What the task asks → Copy every record below, exactly as written.

(Data records)
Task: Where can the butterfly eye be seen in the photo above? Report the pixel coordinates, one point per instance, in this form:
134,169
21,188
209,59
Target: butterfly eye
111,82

Task answer →
Task: Where can the butterfly eye be seen in the photo above? Report the pixel coordinates, one point per instance, in this form:
134,169
21,188
209,59
Target: butterfly eye
111,82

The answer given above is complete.